EXERCISE AIM:
Collect every line in the entries below that contains the word "blue". List each of those lines on its own.

======== MATERIAL PROVIDED ========

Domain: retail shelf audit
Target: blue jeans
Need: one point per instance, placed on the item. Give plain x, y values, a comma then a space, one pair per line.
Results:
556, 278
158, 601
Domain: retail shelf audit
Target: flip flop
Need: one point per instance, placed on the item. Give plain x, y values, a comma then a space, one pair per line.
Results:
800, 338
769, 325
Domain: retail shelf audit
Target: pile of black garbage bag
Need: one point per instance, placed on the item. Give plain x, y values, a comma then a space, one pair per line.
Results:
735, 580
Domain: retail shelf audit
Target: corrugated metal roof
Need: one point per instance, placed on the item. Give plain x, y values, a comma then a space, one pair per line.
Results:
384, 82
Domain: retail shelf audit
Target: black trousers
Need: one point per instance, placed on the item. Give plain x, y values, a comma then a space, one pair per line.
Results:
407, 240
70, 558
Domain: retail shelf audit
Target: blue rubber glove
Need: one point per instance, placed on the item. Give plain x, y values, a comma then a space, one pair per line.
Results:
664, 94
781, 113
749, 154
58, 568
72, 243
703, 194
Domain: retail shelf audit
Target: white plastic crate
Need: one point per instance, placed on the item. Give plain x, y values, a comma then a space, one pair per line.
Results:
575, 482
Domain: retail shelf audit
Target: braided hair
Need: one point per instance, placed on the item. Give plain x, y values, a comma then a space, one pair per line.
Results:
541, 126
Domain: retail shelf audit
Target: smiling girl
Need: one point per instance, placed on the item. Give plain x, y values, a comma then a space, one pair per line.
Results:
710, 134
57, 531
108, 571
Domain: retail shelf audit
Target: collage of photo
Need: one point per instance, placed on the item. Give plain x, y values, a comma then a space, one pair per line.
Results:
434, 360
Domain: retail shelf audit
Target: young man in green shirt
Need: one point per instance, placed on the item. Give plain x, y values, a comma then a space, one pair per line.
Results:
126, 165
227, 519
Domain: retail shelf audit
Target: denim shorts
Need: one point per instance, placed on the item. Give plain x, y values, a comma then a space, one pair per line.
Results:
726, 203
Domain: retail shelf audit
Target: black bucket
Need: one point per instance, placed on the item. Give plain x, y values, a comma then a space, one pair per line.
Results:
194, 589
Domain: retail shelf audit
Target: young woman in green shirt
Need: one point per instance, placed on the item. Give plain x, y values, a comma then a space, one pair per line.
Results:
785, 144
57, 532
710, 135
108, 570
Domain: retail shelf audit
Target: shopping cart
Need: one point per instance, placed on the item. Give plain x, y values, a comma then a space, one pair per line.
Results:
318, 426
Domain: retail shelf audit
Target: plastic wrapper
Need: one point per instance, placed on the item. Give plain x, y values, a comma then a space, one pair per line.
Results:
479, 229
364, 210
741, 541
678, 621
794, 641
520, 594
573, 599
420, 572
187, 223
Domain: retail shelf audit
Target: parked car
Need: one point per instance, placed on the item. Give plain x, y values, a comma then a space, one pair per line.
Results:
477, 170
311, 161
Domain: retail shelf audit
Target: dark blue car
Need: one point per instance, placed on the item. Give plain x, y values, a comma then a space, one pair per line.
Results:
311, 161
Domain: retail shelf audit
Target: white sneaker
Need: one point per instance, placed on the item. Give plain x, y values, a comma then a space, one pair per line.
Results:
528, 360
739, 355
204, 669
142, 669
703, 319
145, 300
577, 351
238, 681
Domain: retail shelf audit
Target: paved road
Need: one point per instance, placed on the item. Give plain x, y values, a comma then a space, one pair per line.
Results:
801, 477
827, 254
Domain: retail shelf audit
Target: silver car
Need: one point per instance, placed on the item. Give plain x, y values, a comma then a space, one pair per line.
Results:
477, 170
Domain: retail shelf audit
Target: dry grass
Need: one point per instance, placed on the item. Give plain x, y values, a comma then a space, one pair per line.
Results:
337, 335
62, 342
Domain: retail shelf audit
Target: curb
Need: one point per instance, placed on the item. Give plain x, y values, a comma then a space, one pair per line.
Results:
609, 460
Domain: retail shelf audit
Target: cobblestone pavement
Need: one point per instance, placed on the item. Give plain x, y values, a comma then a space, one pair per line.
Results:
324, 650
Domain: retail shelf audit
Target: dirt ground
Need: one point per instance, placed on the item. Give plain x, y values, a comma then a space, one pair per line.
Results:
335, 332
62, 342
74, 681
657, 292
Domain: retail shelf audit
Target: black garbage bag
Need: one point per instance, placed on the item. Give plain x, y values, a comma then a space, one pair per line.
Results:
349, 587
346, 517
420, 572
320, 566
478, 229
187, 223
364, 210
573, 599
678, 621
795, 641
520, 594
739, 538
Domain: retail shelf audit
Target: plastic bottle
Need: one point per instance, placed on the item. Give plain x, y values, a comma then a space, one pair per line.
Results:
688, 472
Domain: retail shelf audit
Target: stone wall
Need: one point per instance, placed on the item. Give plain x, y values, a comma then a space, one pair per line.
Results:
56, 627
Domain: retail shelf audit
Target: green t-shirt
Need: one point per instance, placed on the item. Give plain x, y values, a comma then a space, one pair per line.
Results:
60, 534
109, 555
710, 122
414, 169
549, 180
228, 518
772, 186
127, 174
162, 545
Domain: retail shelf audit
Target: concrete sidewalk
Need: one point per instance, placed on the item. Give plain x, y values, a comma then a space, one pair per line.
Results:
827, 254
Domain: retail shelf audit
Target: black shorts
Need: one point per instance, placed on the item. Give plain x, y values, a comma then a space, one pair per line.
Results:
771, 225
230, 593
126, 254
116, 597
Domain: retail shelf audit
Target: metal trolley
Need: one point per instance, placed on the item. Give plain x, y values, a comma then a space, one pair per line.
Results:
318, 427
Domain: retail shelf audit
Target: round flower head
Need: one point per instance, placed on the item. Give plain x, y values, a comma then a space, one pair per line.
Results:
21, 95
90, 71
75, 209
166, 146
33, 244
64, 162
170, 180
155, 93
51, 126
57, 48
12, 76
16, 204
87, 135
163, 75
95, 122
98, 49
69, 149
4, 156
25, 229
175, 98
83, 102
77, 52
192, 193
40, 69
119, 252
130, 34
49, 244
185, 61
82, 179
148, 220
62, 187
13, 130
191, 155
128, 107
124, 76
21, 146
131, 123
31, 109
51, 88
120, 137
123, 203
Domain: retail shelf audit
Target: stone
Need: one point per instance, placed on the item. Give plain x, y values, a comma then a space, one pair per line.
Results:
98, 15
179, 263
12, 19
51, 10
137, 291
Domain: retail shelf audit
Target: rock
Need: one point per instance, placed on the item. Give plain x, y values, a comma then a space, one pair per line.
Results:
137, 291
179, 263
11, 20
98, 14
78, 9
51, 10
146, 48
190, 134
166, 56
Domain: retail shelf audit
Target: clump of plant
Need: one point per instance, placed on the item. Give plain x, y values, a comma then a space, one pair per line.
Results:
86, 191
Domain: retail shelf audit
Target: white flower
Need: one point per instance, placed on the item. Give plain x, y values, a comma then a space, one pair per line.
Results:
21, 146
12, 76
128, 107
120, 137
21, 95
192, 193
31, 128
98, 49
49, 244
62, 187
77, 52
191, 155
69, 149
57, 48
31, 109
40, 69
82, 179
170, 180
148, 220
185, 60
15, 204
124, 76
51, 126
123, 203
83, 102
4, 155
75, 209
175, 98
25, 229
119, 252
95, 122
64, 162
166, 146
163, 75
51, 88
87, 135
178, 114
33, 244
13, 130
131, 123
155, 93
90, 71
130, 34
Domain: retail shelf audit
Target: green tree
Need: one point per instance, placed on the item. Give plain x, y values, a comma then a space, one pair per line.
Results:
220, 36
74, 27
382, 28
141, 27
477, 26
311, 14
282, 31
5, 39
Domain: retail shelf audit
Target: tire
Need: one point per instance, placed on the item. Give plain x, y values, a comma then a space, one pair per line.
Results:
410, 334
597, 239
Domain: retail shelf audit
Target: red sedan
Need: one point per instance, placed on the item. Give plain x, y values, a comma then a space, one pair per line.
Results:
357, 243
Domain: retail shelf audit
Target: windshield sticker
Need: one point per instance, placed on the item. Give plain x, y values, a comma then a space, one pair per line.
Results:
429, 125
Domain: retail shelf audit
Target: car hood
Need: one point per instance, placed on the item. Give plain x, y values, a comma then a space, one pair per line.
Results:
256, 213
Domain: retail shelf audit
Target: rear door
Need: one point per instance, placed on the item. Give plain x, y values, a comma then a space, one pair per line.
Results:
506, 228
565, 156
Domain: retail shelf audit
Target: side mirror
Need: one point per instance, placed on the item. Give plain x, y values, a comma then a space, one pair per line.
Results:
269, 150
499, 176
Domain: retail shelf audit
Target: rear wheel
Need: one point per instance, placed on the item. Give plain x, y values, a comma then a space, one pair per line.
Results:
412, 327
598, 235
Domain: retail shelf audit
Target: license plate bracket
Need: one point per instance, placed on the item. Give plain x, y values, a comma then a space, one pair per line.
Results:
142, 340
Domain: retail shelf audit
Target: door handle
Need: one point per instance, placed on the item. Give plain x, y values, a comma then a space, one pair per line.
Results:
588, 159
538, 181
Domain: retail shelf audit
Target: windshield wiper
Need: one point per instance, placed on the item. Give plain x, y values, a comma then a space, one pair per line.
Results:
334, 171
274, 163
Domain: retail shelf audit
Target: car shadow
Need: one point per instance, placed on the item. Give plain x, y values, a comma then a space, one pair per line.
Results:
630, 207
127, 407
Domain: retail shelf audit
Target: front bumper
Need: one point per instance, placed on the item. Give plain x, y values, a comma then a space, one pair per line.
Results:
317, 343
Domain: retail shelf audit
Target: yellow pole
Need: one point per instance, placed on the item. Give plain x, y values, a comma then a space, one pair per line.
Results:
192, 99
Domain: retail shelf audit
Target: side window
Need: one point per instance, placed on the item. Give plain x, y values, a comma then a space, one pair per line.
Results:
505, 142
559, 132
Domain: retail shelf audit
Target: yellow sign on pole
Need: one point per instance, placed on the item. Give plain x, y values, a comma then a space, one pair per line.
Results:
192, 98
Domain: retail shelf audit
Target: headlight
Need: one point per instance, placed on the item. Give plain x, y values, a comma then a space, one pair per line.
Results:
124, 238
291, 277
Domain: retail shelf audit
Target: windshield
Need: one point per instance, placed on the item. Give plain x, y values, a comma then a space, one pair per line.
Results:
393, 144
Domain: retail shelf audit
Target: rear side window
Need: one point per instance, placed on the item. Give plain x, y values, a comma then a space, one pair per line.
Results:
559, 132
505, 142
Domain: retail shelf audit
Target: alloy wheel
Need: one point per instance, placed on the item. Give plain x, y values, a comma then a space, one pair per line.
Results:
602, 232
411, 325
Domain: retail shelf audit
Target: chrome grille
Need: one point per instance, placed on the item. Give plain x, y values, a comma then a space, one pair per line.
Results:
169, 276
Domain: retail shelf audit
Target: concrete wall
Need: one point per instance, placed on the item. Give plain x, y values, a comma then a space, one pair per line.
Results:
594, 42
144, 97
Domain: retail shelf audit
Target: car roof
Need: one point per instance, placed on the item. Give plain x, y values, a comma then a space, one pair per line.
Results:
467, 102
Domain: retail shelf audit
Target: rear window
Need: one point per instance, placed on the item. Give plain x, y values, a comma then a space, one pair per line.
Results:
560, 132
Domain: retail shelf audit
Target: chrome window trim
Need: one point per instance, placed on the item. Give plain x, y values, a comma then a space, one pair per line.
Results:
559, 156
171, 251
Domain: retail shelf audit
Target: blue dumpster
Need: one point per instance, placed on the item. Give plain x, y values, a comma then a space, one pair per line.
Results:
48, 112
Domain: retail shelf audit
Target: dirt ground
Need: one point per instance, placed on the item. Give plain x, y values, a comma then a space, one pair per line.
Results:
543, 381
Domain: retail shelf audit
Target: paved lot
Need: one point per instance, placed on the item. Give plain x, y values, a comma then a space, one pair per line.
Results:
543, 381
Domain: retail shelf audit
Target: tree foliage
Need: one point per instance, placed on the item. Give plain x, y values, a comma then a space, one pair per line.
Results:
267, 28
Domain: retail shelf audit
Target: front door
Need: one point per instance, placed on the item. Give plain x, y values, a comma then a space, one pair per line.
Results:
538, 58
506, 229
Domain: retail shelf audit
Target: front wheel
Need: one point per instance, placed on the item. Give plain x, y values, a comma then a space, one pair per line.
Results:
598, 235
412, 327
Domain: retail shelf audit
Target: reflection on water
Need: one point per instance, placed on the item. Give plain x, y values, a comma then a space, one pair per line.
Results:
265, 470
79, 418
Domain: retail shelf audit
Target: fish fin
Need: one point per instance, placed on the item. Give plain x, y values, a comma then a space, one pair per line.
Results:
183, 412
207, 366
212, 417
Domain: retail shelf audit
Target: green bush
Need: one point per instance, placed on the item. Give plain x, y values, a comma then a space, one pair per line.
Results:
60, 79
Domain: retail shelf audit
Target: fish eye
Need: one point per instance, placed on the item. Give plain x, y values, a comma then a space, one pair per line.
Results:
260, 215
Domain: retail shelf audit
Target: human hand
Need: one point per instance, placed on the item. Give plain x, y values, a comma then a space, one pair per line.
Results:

========

PROBLEM SOLUTION:
Target: blue jeans
Target: blue rubber glove
Target: dark blue car
Target: blue dumpster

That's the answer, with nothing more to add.